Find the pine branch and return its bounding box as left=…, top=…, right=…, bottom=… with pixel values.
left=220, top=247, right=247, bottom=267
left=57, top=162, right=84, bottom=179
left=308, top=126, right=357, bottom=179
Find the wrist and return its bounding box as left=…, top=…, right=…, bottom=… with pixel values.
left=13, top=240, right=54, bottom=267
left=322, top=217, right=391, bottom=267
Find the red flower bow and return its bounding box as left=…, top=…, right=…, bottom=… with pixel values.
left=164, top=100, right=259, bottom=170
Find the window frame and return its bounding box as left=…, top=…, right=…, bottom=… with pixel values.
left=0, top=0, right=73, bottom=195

+++

Render the listing above as a JSON list of strings, one per line, leaving out any blank lines.

Problem solution
[
  "Find the pine branch and return its bounding box as left=…, top=…, right=…, bottom=… with pixel values.",
  "left=220, top=247, right=247, bottom=267",
  "left=57, top=162, right=84, bottom=179",
  "left=308, top=126, right=357, bottom=179",
  "Find the wrist and return its bounding box as left=…, top=…, right=…, bottom=… with pixel values.",
  "left=13, top=240, right=54, bottom=267",
  "left=322, top=217, right=391, bottom=267",
  "Find the red flower bow and return its bounding box as left=…, top=…, right=…, bottom=… with pixel values.",
  "left=164, top=100, right=259, bottom=170",
  "Find the window frame and return its bounding box as left=…, top=…, right=…, bottom=… with pixel values.",
  "left=0, top=0, right=73, bottom=195"
]